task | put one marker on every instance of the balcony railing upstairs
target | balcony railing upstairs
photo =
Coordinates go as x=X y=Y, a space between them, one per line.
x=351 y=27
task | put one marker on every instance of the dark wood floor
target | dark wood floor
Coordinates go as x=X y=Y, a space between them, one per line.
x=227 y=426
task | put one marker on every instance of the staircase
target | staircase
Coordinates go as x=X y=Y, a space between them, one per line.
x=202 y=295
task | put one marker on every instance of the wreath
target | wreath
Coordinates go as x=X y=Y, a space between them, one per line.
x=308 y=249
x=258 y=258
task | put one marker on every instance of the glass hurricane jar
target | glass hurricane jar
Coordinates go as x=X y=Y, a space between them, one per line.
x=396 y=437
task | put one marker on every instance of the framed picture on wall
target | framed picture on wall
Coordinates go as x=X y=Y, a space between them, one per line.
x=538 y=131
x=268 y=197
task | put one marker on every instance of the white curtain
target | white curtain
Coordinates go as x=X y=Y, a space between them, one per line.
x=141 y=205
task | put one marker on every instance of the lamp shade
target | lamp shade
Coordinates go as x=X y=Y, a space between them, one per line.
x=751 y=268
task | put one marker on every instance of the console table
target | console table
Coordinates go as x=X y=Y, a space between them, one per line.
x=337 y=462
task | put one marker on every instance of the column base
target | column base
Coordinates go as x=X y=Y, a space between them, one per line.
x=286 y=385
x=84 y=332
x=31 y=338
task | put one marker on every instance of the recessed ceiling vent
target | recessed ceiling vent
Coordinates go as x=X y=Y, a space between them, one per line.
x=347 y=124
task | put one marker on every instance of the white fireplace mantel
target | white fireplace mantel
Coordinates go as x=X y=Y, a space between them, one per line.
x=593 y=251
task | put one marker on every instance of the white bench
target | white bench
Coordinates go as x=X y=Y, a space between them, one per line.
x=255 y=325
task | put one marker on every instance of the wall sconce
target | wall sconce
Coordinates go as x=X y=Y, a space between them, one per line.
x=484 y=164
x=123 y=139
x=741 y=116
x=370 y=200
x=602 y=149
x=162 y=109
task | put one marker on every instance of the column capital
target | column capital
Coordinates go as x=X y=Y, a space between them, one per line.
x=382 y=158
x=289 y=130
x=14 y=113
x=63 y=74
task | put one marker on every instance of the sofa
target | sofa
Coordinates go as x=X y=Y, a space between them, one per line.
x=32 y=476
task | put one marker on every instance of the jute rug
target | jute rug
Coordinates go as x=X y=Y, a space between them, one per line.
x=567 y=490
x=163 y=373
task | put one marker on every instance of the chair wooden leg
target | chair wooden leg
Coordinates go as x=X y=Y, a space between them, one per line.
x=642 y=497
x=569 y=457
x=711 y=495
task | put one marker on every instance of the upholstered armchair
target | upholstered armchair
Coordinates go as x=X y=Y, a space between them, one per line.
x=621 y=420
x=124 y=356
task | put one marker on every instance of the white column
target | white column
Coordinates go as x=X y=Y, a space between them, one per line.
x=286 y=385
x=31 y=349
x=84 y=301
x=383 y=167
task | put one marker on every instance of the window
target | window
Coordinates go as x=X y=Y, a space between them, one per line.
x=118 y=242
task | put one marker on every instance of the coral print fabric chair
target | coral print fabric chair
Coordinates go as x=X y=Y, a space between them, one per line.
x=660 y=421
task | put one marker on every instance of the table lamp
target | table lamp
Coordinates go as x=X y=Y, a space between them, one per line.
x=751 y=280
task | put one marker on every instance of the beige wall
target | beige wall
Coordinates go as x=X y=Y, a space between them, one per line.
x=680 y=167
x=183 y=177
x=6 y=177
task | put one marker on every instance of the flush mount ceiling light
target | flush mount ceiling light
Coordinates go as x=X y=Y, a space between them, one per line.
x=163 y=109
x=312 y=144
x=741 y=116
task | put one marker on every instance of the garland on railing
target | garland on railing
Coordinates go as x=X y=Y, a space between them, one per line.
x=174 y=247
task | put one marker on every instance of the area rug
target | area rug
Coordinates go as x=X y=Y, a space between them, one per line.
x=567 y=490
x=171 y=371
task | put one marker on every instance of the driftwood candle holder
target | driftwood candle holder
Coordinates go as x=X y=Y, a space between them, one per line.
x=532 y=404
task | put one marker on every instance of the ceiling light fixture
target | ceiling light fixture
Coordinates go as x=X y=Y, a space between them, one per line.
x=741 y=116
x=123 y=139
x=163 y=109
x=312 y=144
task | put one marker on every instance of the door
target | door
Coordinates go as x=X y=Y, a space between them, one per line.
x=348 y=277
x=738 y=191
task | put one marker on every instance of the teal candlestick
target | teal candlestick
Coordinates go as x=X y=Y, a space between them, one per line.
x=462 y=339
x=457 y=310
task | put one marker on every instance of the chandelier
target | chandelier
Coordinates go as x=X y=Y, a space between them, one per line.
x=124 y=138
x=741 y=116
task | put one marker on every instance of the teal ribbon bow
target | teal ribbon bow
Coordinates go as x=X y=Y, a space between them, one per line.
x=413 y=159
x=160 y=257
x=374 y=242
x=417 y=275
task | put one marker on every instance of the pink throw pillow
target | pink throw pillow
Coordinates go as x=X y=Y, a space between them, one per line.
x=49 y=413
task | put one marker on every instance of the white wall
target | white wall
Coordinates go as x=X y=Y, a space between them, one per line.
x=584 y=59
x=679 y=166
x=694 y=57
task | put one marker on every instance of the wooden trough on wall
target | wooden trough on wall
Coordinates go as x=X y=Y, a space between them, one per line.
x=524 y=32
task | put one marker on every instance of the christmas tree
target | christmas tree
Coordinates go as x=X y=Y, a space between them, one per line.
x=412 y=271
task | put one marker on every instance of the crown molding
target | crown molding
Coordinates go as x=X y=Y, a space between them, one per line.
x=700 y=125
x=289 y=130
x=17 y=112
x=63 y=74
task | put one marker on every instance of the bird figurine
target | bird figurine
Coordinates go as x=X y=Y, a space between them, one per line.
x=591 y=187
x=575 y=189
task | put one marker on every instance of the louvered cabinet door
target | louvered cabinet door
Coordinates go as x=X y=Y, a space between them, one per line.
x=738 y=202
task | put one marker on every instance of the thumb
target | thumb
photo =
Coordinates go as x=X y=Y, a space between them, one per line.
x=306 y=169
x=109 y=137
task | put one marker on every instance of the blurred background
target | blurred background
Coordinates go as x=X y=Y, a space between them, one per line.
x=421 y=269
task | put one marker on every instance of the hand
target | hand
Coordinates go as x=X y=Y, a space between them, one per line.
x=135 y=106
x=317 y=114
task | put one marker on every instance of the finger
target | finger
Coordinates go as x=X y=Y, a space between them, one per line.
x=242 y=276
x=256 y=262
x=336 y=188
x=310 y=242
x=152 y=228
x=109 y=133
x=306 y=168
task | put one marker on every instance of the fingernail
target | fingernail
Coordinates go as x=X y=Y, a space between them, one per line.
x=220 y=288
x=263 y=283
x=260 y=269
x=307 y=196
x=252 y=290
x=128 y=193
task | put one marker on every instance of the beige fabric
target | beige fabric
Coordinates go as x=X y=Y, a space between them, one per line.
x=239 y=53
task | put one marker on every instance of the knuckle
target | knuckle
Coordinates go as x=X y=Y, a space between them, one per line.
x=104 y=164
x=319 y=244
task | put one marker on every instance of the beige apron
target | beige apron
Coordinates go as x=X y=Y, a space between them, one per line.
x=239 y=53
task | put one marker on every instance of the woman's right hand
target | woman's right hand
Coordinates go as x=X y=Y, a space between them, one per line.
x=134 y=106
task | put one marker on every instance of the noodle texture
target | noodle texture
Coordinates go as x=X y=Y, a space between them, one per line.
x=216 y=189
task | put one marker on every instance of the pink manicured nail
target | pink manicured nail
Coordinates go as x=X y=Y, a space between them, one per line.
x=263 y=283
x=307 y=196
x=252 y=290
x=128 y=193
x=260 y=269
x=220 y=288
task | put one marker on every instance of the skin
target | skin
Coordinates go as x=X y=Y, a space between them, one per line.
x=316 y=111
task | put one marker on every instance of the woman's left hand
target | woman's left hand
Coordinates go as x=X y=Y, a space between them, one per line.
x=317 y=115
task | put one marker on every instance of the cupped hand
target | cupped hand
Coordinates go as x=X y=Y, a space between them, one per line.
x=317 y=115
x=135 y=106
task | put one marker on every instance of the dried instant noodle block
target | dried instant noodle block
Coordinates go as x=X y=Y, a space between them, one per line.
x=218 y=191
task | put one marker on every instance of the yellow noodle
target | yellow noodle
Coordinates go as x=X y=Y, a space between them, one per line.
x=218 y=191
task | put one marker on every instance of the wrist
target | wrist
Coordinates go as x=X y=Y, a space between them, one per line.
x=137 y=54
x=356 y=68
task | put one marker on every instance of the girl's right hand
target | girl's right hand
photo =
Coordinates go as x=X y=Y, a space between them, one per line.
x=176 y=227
==========
GIVEN EXERCISE: Could you convert the data from the line with "task | put one marker on every instance of the thumb" up to and including the line with "x=109 y=137" into a two-column CSV headed instruction and coordinates? Give one row per instruction with its coordinates, and put each value in a single quoted field with line breaks replaced by spaces.

FULL SOLUTION:
instruction,coordinates
"task | put one marker on every instance of the thumb target | thumb photo = Coordinates go as x=X y=Y, a space between them, one per line.","x=306 y=169 x=109 y=137"